** start of GIVEN INFORMATION **
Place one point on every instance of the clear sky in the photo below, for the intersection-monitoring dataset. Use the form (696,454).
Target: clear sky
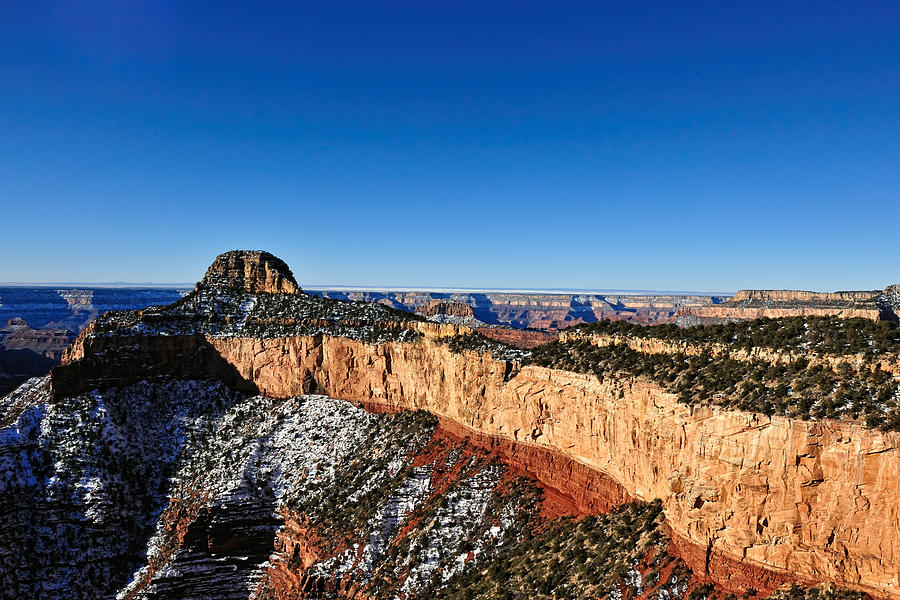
(671,145)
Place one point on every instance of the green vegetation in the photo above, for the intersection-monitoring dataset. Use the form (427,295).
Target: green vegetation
(796,389)
(827,592)
(479,343)
(826,335)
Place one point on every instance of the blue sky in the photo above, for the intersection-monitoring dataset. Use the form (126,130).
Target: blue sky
(704,146)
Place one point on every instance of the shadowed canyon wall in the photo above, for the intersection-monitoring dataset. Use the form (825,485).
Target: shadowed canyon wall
(814,501)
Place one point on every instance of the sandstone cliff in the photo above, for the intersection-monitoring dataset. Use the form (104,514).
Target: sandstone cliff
(756,304)
(756,500)
(795,500)
(252,271)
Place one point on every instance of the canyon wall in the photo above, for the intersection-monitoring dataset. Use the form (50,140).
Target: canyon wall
(759,500)
(876,305)
(538,310)
(859,362)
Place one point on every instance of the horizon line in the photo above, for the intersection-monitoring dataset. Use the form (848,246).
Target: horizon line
(365,288)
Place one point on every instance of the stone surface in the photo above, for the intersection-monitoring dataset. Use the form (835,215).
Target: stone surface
(755,304)
(539,310)
(252,271)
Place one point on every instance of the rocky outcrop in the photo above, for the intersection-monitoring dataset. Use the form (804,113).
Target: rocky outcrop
(814,501)
(756,304)
(74,308)
(254,271)
(752,501)
(441,307)
(539,310)
(27,352)
(520,338)
(858,362)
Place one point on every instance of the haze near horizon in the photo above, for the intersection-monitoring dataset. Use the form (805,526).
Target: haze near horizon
(509,146)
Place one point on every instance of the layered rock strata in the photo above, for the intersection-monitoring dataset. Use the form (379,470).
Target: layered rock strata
(815,501)
(756,304)
(756,500)
(539,310)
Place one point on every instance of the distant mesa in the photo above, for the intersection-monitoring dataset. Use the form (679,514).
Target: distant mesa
(254,271)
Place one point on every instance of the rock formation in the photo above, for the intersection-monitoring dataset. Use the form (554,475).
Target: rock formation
(539,310)
(254,271)
(755,304)
(752,502)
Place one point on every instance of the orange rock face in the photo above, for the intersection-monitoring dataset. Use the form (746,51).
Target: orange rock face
(752,500)
(253,271)
(812,501)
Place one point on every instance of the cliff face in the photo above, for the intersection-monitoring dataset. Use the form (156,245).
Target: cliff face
(752,501)
(756,304)
(783,498)
(254,271)
(538,310)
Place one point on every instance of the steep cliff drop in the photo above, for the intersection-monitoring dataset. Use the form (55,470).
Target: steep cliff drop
(178,452)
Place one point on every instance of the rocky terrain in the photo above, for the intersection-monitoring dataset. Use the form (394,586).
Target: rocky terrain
(876,305)
(253,441)
(36,324)
(538,310)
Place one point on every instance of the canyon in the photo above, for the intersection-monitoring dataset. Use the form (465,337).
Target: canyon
(748,503)
(876,305)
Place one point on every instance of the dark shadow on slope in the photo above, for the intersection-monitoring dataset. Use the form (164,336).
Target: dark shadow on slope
(17,366)
(483,309)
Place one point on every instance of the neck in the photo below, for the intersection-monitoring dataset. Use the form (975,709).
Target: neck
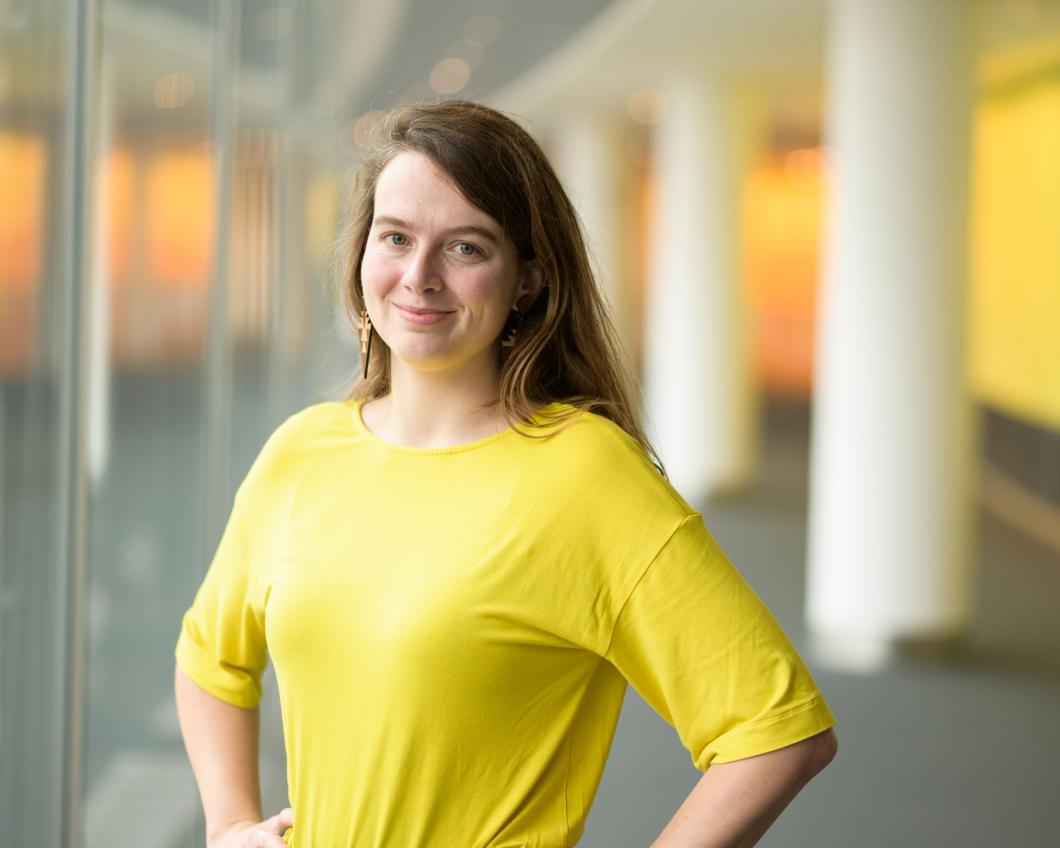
(441,407)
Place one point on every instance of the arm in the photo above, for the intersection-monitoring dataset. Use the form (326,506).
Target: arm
(735,802)
(222,743)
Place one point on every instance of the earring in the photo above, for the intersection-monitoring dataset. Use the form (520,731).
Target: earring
(365,325)
(509,339)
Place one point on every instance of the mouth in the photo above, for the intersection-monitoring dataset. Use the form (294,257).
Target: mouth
(421,316)
(414,311)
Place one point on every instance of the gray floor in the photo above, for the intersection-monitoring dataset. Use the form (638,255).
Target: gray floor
(960,752)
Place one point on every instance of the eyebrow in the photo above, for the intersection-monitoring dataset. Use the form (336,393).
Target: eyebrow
(482,231)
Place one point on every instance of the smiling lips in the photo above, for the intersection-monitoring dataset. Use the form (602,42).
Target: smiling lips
(421,316)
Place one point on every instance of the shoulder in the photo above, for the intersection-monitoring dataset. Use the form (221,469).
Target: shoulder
(595,456)
(300,434)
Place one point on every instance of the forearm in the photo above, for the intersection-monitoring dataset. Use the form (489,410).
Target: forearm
(734,804)
(222,743)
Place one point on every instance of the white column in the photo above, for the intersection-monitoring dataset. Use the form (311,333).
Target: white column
(701,401)
(889,508)
(589,154)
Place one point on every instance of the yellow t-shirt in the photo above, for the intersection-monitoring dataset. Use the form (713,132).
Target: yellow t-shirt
(453,629)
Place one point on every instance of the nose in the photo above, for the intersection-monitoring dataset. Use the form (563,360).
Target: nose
(421,271)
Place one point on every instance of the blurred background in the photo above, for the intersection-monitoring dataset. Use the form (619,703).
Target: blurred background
(828,229)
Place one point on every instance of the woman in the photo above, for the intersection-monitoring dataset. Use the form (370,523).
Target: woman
(457,569)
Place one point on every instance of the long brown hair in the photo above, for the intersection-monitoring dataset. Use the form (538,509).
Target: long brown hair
(566,349)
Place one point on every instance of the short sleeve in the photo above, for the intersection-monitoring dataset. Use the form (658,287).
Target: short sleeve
(704,651)
(222,641)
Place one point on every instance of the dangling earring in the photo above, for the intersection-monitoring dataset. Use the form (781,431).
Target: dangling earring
(509,339)
(365,325)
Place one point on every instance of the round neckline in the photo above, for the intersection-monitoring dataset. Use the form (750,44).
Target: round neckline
(361,427)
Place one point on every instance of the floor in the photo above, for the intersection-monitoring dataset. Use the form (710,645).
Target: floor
(947,752)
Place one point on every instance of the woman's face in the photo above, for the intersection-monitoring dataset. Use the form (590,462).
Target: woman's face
(428,249)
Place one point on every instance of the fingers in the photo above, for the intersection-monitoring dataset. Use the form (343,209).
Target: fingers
(267,834)
(264,838)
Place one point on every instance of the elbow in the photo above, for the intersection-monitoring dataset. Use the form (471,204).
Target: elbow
(823,748)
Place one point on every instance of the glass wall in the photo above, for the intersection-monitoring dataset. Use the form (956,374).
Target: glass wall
(164,304)
(37,56)
(173,173)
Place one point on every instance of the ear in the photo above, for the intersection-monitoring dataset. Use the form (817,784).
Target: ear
(531,282)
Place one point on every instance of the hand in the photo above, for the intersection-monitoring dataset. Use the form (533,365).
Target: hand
(255,834)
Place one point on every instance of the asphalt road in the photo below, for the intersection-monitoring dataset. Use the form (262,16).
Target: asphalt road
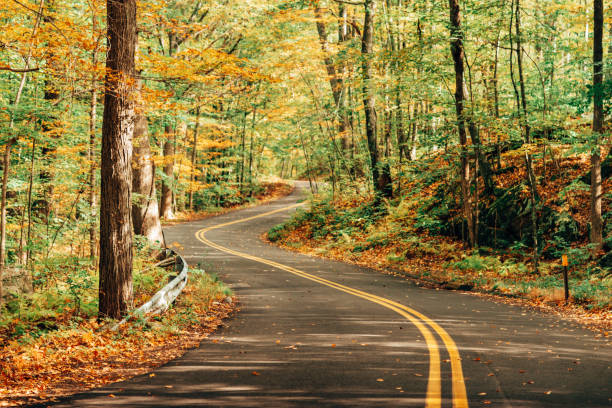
** end of GIVEN INFORMATION **
**TASK INSTRUCTIONS**
Update all the entries above by putting "traffic-camera dataset" wherever "intersection-monitoring dataset" appears, keeping everything else the same. Don't include the pictures in your answer.

**SOLUTION BELOW**
Place one point on every instance of the clear sky in the photo below, for the traffic-camera dataset. Use the form (696,454).
Target: clear sky
(671,145)
Place one point on every instance of the green vegetation in the photo above, for the traffic-camera dataset. Use the form (427,295).
Target: green vegetation
(796,389)
(827,592)
(479,343)
(826,335)
Place one point on every instance of the blue sky in the photo above, for the traffic-camera dataset. Use the form (126,130).
Target: blue sky
(704,146)
Place one point on every instance of the shadowed canyon wall in the photo above, for the traffic-camera dataset. Use the form (825,485).
Target: shadowed canyon wall
(814,501)
Place one point on every instance of the sandstone cliff in the photo above, for the traffic-camera dataset. Use the form (104,514).
Target: sandstone cliff
(756,304)
(756,500)
(795,500)
(252,271)
Place one point on every instance of the canyon wall in the photo above, for the traffic-camera dataset. Use the form (50,140).
Target: canyon wall
(759,500)
(876,305)
(538,310)
(859,362)
Place one point on every instance of the horizon line in the photo above, for the traffic-camera dataset. Use the form (848,246).
Target: horizon line
(365,288)
Place one point on every instance of the stone surface in the photo above, for the traffic-camera dataset. Use the form (835,215).
Target: stone surface
(755,304)
(539,310)
(252,271)
Place one point on every instance of the rocky outcrop in the photo above, for the traffic-camera dataset. Use the form (804,113).
Target: rocky outcrop
(814,501)
(756,304)
(74,308)
(254,271)
(752,501)
(441,307)
(539,310)
(27,352)
(520,338)
(858,362)
Place one point on every instance of the haze near horizon in the photo above, for the traffic-camera dataset. Use the form (805,526).
Target: haze near horizon
(509,146)
Place one point on every instance of the layered rock strata in the photo above, for the traffic-camera dataset. Use the form (379,470).
Target: layered rock strata
(815,501)
(756,304)
(756,500)
(539,310)
Place one point on every instance of the distant mesa in the photo above, for the traffic-camera dataset. Use the form (679,514).
Target: distant mesa
(254,271)
Place one point on every instance of the rock formation in the photo above, for the traffic-camera dataset. Use the form (554,475).
Target: rock formation
(539,310)
(254,271)
(755,304)
(752,502)
Place one point on every instance of the orange rock face in the photo above, for the traffic-camera dataset. Use the form (746,51).
Target: orange rock face
(752,500)
(253,271)
(812,501)
Place one point on every instance of the cliff face in the photo above, for the traffic-camera dataset. Use the form (156,245).
Target: cliff face
(752,501)
(756,304)
(783,498)
(254,271)
(538,310)
Place one point on every instance of the steep cliff drop in the photo above, for the traffic-camera dataset. Use the form (55,470).
Target: steep cliff drop
(178,452)
Place one point on every instance of the rocky terrain in the photo above, for the traffic-camera dataset. Use the form (394,586).
Target: rocky terrain
(876,305)
(253,441)
(36,324)
(538,310)
Place one point on every instance of the canyon in the photo above, for the traffic-camera dataset. Use the form (465,337).
Target: canyon
(748,503)
(876,305)
Place one point on every instance of the dark shadow on slope in the photo above, for the traffic-camera dataset. Use the form (164,336).
Target: dark shadow on slope
(17,366)
(483,309)
Place one point on every instance of the neck in the photo below, for the traffic-camera dataset. Use the form (975,709).
Target: neck
(441,407)
Place one point on every instance of the arm in the photo above, for the traffic-camera dataset. Use the form (326,506).
Target: arm
(735,802)
(222,743)
Place one point on every instance of the earring in the photo above, for the traffic-camera dataset. Use the form (520,731).
Target: earring
(365,325)
(509,339)
Place one point on every instance of the mouth in the photo above, for the traffic-camera dataset. Use the form (294,257).
Target: mouth
(421,316)
(414,311)
Place one point on every instance of the gray floor in the photo above, for the traffic-camera dataset. Use the form (638,255).
Target: gray floor
(960,752)
Place one point on every instance of the eyebrow in the photo above, for the traffic-camera dataset. Use the form (336,393).
Target: eyebrow
(482,231)
Place one point on every instance of the smiling lips in the photo above, for the traffic-camera dataset. Use the form (602,42).
Target: smiling lips
(421,316)
Place one point on every instance of the shoulder in the photo above, for the traffic-camera dataset. Use the form (221,469).
Target: shoulder
(595,456)
(300,434)
Place one point on every instance of the forearm in the photo above, for the traffic-camera dataset. Use the form (489,410).
Target: forearm
(734,804)
(222,743)
Place one point on every instance of the white column in the photo above, for the traffic-camera dataset. Use the form (311,333).
Target: white column
(701,401)
(889,508)
(589,154)
Place one point on every instance of the yellow t-shirt in the photo above, for the traffic-camera dataset. Use the form (713,132).
Target: yellow t-shirt
(453,629)
Place one point on every instance of the nose in the photo above, for the traffic-camera dataset. Use the form (563,360).
Target: nose
(421,271)
Place one point on every instance of the blurred background in the photo above, for the traffic-camera dataset. Use the form (619,703).
Target: blurred background
(828,229)
Place one point on every instance of the woman in the photo above, for the traffic-camera dataset. Use the form (370,523).
Target: woman
(457,569)
Place one point on every instance of the long brown hair in the photo above, for the traffic-camera dataset. Use the form (538,509).
Target: long brown hair
(566,349)
Place one point on every instance of the short sleeve in the photo above, for the traffic-camera dataset. Use the form (658,287).
Target: short sleeve
(704,651)
(222,641)
Place one point on every instance of the dangling earring in the photo above, for the traffic-camera dataset. Use the form (781,431).
Target: dangling earring
(509,339)
(365,325)
Place one point on every instance of the round neckline in the photo above, for the traffic-camera dataset. Use the form (750,44).
Target: round neckline
(361,427)
Place one point on every instance of the floor in the photo above, for the traffic-camera dataset. Use the form (710,645).
Target: floor
(947,752)
Place one point on every instance of the woman's face in the photo above, for the traffic-camera dataset. Use the form (590,462).
Target: woman's face
(428,249)
Place one point on every instance of the fingers in the photo above, for the traffic-camera dataset. Use the form (343,209).
Target: fingers
(267,834)
(264,838)
Place one point on every instance of the elbow in the photo above, for the traffic-camera dataset. Use the form (471,204).
Target: elbow
(823,748)
Place one point on every instance of the glass wall in the photo above, for the traffic-camera dataset. Use the form (956,374).
Target: glass wall
(164,304)
(37,56)
(173,173)
Place one point on every instance of the ear in the photo above, for the traffic-camera dataset. Use the form (817,784).
Target: ear
(531,282)
Place one point on every instance of the hand in the photo above, for the traffic-camera dataset. Use the form (533,365).
Target: hand
(255,834)
Place one point on every instance of the asphalt road in the photo below, for the traffic-camera dataset. Use the form (262,16).
Target: asphalt road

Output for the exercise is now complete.